Exercises to complete
1 – Answer these questions using the Clarence Davis article.
(a) In which round of the 1971 NFL draft was Davis picked, and at what overall number?
(b) How many rushing yards did Davis gain in the 1970 Rose Bowl game against Michigan, and on how many attempts?
(c) In what year was Davis inducted into the USC Hall of Fame?
2 – Quote the part of the Clarence Davis article that opens with the words "Career NFL statistics" and closes with "Super Bowl XI.".

Exercise passage
======

Clarence Davis

No. 28
- Position: Running back

Personal information
- Born: June 28, 1949 (age 77) Birmingham, Alabama, U.S.
- Listed height: 5 ft 10 in (1.78 m)
- Listed weight: 195 lb (88 kg)

Career information
- High school: Washington Prep (Los Angeles, California)
- College: USC
- NFL draft: 1971: 4th round, 97th overall pick

Career history
- Oakland Raiders (1971–1978);

Awards and highlights
- Super Bowl champion (XI); Second-team All-American (1969); 2× First-team All-Pac-8 (1969, 1970);

Career NFL statistics
- Rushing attempts: 804
- Rushing yards: 3,640
- Total TDs: 28
- Return yards: 2,140
- Stats at Pro Football Reference

= Clarence Davis =

American football player (born 1949)

Clarence Eugene Davis (born June 28, 1949) is an American former professional football player who was a running back for eight seasons with the Oakland Raiders of the National Football League (NFL) from 1971 to 1978. He played college football for the USC Trojans. He won an NFL championship with the Raiders, winning Super Bowl XI.

==Early life==
Davis was born in Birmingham, Alabama, on June 28, 1949. He attended Washington Preparatory High School in Los Angeles. He then studied at the University of Southern California, where he played for the USC Trojans from 1969 to 1970.

In 1969, his junior year, Davis led the Pac-8 Conference in rushing yards (1,275), rushing attempts (282), rushing touchdowns (9), plays from scrimmage (284), and yards from scrimmage (1,287), through ten games. Davis also rushed for 76 yards on 15 attempts in the 1970 Rose Bowl game against Michigan, a 10–3 USC victory, in which Davis was the leading rusher. So it has also been reported that Davis had 1,357 yards in 297 rushing attempts in 1969. He was named an All-American in 1969. In 1970, he rushed for 972 yards (second in the Pac-8), led the Pac-8 in rushing touchdowns (9), tied for total touchdowns (11), and tied for the lead in points scored (66). He was selected twice as All-Pac-8.

In 1970, he was part of USC's "all-black" backfield (the first one of its kind in Division I (NCAA) history), that included fullback Sam Cunningham and quarterback Jimmy Jones. Davis was one of the five USC African American starters (along with Sam Cunningham, Jimmy Jones, Charlie Weaver and Tody Smith), that played against an all-white University of Alabama football team, winning 42–21 in Birmingham on September 12, 1970. This game was historically significant, because it played a key role in convincing the University of Alabama and its fan base to accelerate the integration of its football team.

In 2012, he was inducted into the USC Hall of Fame.

======

Data provided
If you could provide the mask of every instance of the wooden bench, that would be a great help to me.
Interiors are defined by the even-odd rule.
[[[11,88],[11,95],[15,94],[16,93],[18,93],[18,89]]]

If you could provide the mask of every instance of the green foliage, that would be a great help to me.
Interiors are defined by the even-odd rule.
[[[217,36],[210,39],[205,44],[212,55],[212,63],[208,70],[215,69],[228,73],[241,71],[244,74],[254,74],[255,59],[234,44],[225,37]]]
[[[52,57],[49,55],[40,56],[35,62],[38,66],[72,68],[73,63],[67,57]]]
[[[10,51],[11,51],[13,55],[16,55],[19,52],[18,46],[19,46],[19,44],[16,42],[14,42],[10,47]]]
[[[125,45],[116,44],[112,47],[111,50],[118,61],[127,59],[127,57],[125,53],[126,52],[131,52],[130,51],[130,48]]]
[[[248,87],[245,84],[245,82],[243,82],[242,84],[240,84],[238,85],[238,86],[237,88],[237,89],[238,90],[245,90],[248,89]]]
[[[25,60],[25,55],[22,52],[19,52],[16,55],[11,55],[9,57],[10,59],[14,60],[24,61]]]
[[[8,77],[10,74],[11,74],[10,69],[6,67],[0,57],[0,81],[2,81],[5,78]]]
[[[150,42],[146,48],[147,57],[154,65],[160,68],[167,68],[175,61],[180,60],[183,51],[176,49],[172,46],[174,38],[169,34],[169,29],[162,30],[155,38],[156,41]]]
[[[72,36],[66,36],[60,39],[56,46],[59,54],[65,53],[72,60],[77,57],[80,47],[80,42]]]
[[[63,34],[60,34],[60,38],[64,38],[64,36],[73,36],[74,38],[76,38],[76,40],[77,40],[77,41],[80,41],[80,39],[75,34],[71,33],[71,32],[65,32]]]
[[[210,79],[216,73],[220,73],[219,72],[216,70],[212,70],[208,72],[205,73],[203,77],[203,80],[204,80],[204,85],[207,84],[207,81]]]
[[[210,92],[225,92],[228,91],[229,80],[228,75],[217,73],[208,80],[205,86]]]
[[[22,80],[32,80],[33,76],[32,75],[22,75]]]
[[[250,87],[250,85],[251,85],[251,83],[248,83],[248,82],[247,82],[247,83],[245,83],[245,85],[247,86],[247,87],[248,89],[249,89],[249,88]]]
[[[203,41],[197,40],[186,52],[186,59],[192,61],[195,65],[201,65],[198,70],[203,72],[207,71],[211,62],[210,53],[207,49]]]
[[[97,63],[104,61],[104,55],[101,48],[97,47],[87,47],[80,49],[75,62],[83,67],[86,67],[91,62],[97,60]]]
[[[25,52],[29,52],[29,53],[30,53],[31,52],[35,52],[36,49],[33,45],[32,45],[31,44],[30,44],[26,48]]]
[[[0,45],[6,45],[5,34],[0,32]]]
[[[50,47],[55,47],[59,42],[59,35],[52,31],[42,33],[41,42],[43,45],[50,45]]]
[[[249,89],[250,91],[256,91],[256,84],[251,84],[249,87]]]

======

Outputs in order
1 –
(a) 4th round, 97th overall pick
(b) 76 yards on 15 attempts
(c) 2012

2 –
Career NFL statistics
- Rushing attempts: 804
- Rushing yards: 3,640
- Total TDs: 28
- Return yards: 2,140
- Stats at Pro Football Reference

= Clarence Davis =

American football player (born 1949)

Clarence Eugene Davis (born June 28, 1949) is an American former professional football player who was a running back for eight seasons with the Oakland Raiders of the National Football League (NFL) from 1971 to 1978. He played college football for the USC Trojans. He won an NFL championship with the Raiders, winning Super Bowl XI.